O Escudeiro, de nome Brás da Mata,
entra em cena com o seu Moço, que traz uma viola (símbolo do lado cortesão do
seu amo e da vida de diversão, mas também da sua pelintrice).
1.
Considerações de Brás da Mata sobre Inês
● Começa por considerar que, se Inês for como
os Judeus casamenteiros a pintaram, não existe melhor partido para ele (“Se
esta senhora é tal / como os judeus ma gabaram / certo os anjos a pintaram”).
Por outro lado, isto significa que Latão e Vidal são bastante eficientes no seu
ofício, dado que encareceram bastante Inês junto do Escudeiro, tal como tinham
feito com Brás da Mata relativamente a Inês.
● De facto, os dois judeus compararam os
olhos da jovem com Santa Luzia, a advogada da visão, e os cabelos com os de
Santa Maria Madalena.
● No entanto, tamanha «perfeição» suscita
nele alguma desconfiança (“e nam pode ser i al”)
1.º) Se é assim tão bela, como é
que ainda não casou (“Se fosse moça tão bela, / como donzela seria?”)?
2.º) Desconfia que é uma jovem de
mau porte (“Moça de vila”), pouco asseada (“sarnosa”), muito feia e provinciana
(“e sarnosa no toutiço / como burra de Castela.” – comparação) e não está
seguro da sua castidade (“Se ela fosse donzela / tudo essoutro passaria”, ou
seja, fosse ela donzela e o resto não teria importância.
● Assim, imaginando que os judeus o
enganaram, vai procurar certificar-se se Inês é como aqueles a descreveram, nomeadamente
se é honesta, contida e discreta.
● A sua postura relativamente a Inês é muito
semelhante à que esta adotou relativamente a Pero Marques. De facto, Brás da
Mata refere-se à jovem de forma depreciativa e desdenhosa, mesmo antes de a
conhecer, tal como ela se manifestara com desprezo e arrogância acerca do
primeiro pretendente. E tal acontece por razões semelhantes.
2. Conselhos da Mãe
De acordo com a Mãe, o comportamento
que a filha deve adotar perante o Escudeiro deverá caracterizar-se pela
passividade e pela submissão:
▪ falar pouco e não rir demasiado, isto é,
ser discreto e recatada;
▪ não encarar o Escudeiro.
Ou seja, Inês deverá mostrar-se uma
mulher sensata e subserviente face ao Escudeiro, que é de condição superior,
pois a moça discreta é uma pérola para amar (metáfora). Ou seja, a Mãe
aconselha a filha a representar um papel para agradar ao pretendente, ocultando
o seu verdadeiro ser (o mesmo acontece com Brás da Mata), o que indicia o seu
verdadeiro ser.
3.
Modelo da mulher ideal da época
A fala da Mãe permite-nos colher
mais alguns traços daquilo que seria o modelo de mulher da época em que a farsa
foi composta: trabalhadora (entregue às tarefas domésticas), recatada e
discreta (deveria passar despercebida).

# Linhas listadas
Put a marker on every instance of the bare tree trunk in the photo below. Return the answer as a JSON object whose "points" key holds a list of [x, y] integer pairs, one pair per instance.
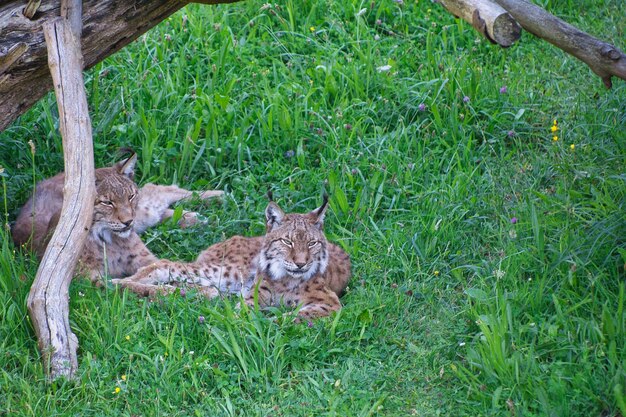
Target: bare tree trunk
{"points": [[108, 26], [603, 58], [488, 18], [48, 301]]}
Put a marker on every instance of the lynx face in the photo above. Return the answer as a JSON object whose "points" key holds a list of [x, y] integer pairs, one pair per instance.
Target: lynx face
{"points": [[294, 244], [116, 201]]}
...
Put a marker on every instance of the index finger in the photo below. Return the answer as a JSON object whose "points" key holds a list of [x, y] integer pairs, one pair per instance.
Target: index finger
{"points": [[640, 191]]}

# Enunciado 1
Responda, com base na análise da cena do Escudeiro:
(a) Que objeto traz o Moço ao entrar em cena?
(b) Com que santa os judeus compararam os olhos de Inês?
(c) Além de falar pouco e não rir demasiado, que outro conselho dá a Mãe a Inês sobre o comportamento perante o Escudeiro?
# Enunciado 2
Transcreva da análise da cena do Escudeiro o trecho que abre com as palavras "1.º) Se é assim" e fecha com "não teria importância.".
As linhas não têm qualquer papel nesta atividade.

# Resolução 1
(a) Uma viola.
(b) Com Santa Luzia.
(c) Não encarar o Escudeiro.

# Resolução 2
1.º) Se é assim tão bela, como é
que ainda não casou (“Se fosse moça tão bela, / como donzela seria?”)?
2.º) Desconfia que é uma jovem de
mau porte (“Moça de vila”), pouco asseada (“sarnosa”), muito feia e provinciana
(“e sarnosa no toutiço / como burra de Castela.” – comparação) e não está
seguro da sua castidade (“Se ela fosse donzela / tudo essoutro passaria”, ou
seja, fosse ela donzela e o resto não teria importância.